### Instruction A:
Answer these questions from the album page:
(i) Which label released the album?
(ii) Who produced the new tracks?
(iii) Which song was a Top 20 hit for Cyrus in 1997 on the Hot Country Songs charts?

** BEGIN Text provided **

Greatest hits album by Billy Ray Cyrus
- Released: June 24, 1997
- Genre: Country
- Length: 44:24
- Label: Mercury
- Producers: Various; new tracks produced by Keith Stegall and John Kelton

Billy Ray Cyrus chronology
| Trail of Tears (1996) | The Best of Billy Ray Cyrus: Cover to Cover (1997) | Shot Full of Love (1998) |

Singles from The Best of Billy Ray Cyrus: Cover to Cover
- "It's All the Same to Me" Released: 1997;

= The Best of Billy Ray Cyrus: Cover to Cover =

The Best of Billy Ray Cyrus: Cover to Cover is a greatest hits album, released in 1997, by country music artist Billy Ray Cyrus. It features three newly released tracks — "It's All the Same to Me", "Cover to Cover", and "Bluegrass State of Mind" — as well as a reprise of "Trail of Tears" from his 1996 album of the same name. "It's All the Same to Me" was a Top 20 hit for Cyrus in 1997 on the Hot Country Songs charts.

** END Text provided **
** BEGIN Data records **

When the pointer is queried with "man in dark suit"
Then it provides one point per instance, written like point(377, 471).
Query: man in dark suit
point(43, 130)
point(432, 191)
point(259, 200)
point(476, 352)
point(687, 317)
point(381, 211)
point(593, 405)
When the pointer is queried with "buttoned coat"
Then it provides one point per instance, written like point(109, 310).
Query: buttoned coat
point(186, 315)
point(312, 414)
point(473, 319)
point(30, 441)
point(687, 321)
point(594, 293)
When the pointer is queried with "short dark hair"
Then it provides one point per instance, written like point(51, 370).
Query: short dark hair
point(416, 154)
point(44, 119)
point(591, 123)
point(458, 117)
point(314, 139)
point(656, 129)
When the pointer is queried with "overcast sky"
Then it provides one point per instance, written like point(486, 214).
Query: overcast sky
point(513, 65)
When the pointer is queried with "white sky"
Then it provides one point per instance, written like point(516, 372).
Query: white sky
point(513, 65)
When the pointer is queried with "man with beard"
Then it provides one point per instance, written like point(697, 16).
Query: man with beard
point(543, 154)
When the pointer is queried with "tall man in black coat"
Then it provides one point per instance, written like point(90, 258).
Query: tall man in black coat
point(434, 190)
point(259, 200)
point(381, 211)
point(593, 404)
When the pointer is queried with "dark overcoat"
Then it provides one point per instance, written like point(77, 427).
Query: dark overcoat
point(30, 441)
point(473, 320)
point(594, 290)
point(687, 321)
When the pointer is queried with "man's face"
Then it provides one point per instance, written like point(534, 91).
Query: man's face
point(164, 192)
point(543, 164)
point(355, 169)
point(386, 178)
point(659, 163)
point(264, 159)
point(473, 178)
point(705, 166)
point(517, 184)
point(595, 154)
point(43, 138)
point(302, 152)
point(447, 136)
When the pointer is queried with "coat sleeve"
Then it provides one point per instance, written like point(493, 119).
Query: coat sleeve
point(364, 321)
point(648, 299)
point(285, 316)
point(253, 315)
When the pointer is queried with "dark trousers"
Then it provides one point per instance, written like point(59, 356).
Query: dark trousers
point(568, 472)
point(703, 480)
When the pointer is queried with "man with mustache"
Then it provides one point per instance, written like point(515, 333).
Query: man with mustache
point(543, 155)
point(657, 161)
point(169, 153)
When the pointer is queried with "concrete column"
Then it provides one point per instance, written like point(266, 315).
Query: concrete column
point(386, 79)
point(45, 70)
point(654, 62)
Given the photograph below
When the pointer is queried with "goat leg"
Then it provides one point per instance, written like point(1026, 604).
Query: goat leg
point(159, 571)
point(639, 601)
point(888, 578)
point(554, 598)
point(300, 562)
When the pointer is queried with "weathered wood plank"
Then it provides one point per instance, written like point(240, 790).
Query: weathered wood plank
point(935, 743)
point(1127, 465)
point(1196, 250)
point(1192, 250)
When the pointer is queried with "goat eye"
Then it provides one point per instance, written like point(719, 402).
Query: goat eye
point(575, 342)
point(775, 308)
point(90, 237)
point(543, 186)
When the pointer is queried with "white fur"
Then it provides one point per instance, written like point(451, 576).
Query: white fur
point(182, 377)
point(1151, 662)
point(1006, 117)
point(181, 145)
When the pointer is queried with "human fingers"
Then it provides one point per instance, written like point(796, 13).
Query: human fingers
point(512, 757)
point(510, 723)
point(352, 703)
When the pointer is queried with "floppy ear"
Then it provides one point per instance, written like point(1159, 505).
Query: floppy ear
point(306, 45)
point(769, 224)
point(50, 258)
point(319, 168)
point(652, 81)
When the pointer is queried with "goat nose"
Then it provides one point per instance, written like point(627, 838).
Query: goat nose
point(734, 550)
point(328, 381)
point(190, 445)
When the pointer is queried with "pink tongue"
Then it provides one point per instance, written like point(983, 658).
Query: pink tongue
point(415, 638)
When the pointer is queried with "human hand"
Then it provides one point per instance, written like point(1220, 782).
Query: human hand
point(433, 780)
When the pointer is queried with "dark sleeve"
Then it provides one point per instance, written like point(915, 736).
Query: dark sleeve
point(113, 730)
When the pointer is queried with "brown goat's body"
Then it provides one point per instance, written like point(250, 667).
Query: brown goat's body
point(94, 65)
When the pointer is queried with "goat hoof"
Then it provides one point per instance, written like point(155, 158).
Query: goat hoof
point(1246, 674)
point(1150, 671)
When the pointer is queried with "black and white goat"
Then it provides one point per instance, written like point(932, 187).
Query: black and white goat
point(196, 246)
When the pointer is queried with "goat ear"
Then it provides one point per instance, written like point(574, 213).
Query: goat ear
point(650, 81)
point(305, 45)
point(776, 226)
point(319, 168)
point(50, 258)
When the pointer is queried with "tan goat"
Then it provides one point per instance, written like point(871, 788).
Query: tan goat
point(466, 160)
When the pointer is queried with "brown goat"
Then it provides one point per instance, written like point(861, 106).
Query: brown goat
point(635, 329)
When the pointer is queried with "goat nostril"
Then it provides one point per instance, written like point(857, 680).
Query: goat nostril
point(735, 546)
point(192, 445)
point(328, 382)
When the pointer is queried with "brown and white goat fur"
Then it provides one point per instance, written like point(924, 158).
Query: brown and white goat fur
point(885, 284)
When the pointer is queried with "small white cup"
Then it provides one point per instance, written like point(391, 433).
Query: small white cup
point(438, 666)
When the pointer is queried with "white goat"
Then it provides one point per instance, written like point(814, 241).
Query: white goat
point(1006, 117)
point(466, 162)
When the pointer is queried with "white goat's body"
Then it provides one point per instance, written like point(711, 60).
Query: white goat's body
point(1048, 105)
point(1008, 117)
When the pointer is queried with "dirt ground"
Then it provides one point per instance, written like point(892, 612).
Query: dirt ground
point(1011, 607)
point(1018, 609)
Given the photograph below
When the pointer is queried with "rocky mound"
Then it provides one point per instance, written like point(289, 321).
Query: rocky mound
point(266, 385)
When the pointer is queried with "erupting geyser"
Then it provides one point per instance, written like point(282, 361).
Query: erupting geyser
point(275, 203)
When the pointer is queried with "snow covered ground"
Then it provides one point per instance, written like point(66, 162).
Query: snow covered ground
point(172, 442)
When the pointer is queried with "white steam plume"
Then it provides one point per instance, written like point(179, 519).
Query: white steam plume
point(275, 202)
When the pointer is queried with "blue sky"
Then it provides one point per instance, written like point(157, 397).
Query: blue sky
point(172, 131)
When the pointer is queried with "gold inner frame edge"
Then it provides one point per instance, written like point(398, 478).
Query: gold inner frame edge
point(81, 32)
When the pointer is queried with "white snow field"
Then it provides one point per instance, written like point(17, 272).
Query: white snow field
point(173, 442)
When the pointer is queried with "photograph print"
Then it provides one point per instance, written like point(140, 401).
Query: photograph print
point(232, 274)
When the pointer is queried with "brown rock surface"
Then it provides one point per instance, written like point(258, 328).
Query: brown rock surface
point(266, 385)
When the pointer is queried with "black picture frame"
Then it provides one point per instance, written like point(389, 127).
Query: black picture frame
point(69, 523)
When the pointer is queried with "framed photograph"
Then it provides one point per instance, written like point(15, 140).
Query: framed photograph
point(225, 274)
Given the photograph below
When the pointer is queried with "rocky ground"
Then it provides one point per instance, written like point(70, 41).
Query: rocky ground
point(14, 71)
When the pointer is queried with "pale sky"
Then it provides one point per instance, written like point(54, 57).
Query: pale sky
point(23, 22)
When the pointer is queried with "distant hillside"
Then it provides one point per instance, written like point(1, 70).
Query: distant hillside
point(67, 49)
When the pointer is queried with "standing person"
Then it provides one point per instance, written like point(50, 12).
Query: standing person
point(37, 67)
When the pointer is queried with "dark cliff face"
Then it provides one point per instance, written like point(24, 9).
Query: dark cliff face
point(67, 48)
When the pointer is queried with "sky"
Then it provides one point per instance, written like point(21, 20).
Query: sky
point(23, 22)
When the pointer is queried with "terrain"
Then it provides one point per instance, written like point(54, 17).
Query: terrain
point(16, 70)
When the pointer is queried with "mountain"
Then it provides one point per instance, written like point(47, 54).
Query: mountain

** END Data records **

### Instruction B:
Lay out the listing, from its first line up to and including the line with "point(447, 136)", as a Markdown table with the columns Nr for the row number and Line for the line itself. Leave out blank lines.

### Full output A:
(i) Mercury
(ii) Keith Stegall and John Kelton
(iii) "It's All the Same to Me"

### Full output B:
| Nr | Line |
|---|---|
| 1 | When the pointer is queried with "man in dark suit" |
| 2 | Then it provides one point per instance, written like point(377, 471). |
| 3 | Query: man in dark suit |
| 4 | point(43, 130) |
| 5 | point(432, 191) |
| 6 | point(259, 200) |
| 7 | point(476, 352) |
| 8 | point(687, 317) |
| 9 | point(381, 211) |
| 10 | point(593, 405) |
| 11 | When the pointer is queried with "buttoned coat" |
| 12 | Then it provides one point per instance, written like point(109, 310). |
| 13 | Query: buttoned coat |
| 14 | point(186, 315) |
| 15 | point(312, 414) |
| 16 | point(473, 319) |
| 17 | point(30, 441) |
| 18 | point(687, 321) |
| 19 | point(594, 293) |
| 20 | When the pointer is queried with "short dark hair" |
| 21 | Then it provides one point per instance, written like point(51, 370). |
| 22 | Query: short dark hair |
| 23 | point(416, 154) |
| 24 | point(44, 119) |
| 25 | point(591, 123) |
| 26 | point(458, 117) |
| 27 | point(314, 139) |
| 28 | point(656, 129) |
| 29 | When the pointer is queried with "overcast sky" |
| 30 | Then it provides one point per instance, written like point(486, 214). |
| 31 | Query: overcast sky |
| 32 | point(513, 65) |
| 33 | When the pointer is queried with "white sky" |
| 34 | Then it provides one point per instance, written like point(516, 372). |
| 35 | Query: white sky |
| 36 | point(513, 65) |
| 37 | When the pointer is queried with "man with beard" |
| 38 | Then it provides one point per instance, written like point(697, 16). |
| 39 | Query: man with beard |
| 40 | point(543, 154) |
| 41 | When the pointer is queried with "tall man in black coat" |
| 42 | Then it provides one point per instance, written like point(90, 258). |
| 43 | Query: tall man in black coat |
| 44 | point(434, 190) |
| 45 | point(259, 200) |
| 46 | point(381, 211) |
| 47 | point(593, 404) |
| 48 | When the pointer is queried with "dark overcoat" |
| 49 | Then it provides one point per instance, written like point(77, 427). |
| 50 | Query: dark overcoat |
| 51 | point(30, 441) |
| 52 | point(473, 320) |
| 53 | point(594, 290) |
| 54 | point(687, 321) |
| 55 | When the pointer is queried with "man's face" |
| 56 | Then it provides one point per instance, written like point(534, 91). |
| 57 | Query: man's face |
| 58 | point(164, 192) |
| 59 | point(543, 164) |
| 60 | point(355, 169) |
| 61 | point(386, 178) |
| 62 | point(659, 163) |
| 63 | point(264, 159) |
| 64 | point(473, 178) |
| 65 | point(705, 166) |
| 66 | point(517, 184) |
| 67 | point(595, 154) |
| 68 | point(43, 138) |
| 69 | point(302, 152) |
| 70 | point(447, 136) |